→ What this task involves
Count the lines in the listing below that contain the string "instance", matching case exactly, and reply with that count alone.

→ Provided entries
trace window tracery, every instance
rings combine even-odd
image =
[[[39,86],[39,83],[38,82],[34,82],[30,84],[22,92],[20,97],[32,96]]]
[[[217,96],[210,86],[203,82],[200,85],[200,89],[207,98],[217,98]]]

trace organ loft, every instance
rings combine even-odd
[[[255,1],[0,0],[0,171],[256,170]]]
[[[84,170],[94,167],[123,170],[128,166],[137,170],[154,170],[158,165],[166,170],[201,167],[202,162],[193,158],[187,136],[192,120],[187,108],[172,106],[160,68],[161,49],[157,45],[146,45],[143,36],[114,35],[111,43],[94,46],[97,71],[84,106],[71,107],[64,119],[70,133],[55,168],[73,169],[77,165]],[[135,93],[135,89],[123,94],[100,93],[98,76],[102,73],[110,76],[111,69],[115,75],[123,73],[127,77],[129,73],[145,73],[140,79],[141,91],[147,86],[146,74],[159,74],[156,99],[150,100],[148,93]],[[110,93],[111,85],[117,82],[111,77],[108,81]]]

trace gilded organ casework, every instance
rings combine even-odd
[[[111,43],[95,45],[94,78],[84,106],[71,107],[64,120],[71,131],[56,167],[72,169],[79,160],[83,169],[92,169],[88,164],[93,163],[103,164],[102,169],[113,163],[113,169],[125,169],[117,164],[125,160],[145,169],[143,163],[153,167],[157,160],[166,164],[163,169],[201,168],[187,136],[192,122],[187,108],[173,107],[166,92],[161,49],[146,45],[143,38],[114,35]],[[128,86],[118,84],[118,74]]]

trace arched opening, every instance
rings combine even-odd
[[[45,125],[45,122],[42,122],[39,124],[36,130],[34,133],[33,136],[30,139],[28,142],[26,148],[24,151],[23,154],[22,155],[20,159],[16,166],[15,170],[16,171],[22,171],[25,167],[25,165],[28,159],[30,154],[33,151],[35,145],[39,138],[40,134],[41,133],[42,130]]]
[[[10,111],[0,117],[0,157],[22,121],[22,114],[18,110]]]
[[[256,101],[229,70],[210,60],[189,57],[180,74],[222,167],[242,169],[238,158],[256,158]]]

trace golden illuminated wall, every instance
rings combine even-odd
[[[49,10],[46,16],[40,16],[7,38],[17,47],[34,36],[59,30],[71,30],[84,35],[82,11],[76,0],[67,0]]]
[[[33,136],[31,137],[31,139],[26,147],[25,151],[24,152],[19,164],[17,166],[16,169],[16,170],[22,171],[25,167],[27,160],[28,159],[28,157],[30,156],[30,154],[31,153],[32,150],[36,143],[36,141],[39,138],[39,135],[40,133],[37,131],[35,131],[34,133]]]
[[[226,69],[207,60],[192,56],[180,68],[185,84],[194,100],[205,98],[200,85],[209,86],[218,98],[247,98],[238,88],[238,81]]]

→ Task output
5